Source passage:

-------

Hi, 

@Simon Danish. So posted issue as suggested:  new issue 
<https://github.com/JuliaGL/GLVisualize.jl/issues/37>. Have tried the 
screenshot(window, path="screenshot.png") and get ArgumentError: function 
screenshot does not accept keyword arguments. Where window = 
visualize(obj). Obviously I need to go back and look at the documentation. 

@Andre Bieler this is awesome! thank you - just what I was looking for - 
you should add it to something, anything. Not sure if that be Meshes.jl, 
MeshIO.jl or Meshing.jl. 

As a side note: I was directed toward using Barycentric_coordinate_system 
<https://en.wikipedia.org/wiki/Barycentric_coordinate_system> something 
like accurate-point-in-triangle-test.html 
<http://totologic.blogspot.fr/2014/01/accurate-point-in-triangle-test.html>  
But will be looking at yours first. 
@Steve Kelly thanks - needed that pep talk. And it was easy we probably 
wouldn't be doing it.

-------

Information supplied:
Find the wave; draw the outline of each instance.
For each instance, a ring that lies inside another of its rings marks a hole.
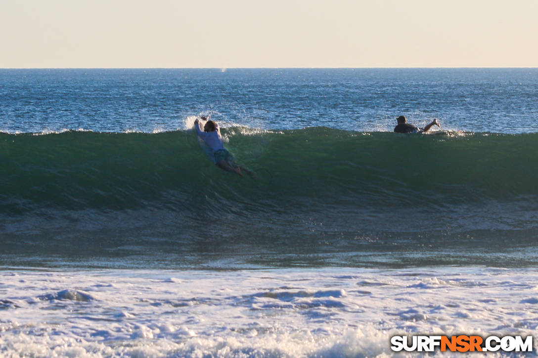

-------

What to work on:
1: Translate this sentence from the post into Spanish: "Obviously I need to go back and look at the documentation."
2: Print the post from "As a side note: I" up to and including "at yours first.".

Answer set:
1: Obviamente necesito volver atrás y revisar la documentación.

2:
As a side note: I was directed toward using Barycentric_coordinate_system 
<https://en.wikipedia.org/wiki/Barycentric_coordinate_system> something 
like accurate-point-in-triangle-test.html 
<http://totologic.blogspot.fr/2014/01/accurate-point-in-triangle-test.html>  
But will be looking at yours first.